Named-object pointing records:
----

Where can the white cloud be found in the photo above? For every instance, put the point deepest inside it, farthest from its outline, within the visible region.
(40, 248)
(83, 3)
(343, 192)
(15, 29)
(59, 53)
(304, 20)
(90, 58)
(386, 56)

----

Show each line from the entries above that contains the word "Where", copied without changes.

Where can the white cloud be found in the photo above? For every instance, put the point deepest inside it, farthest from its outline, within the visible region.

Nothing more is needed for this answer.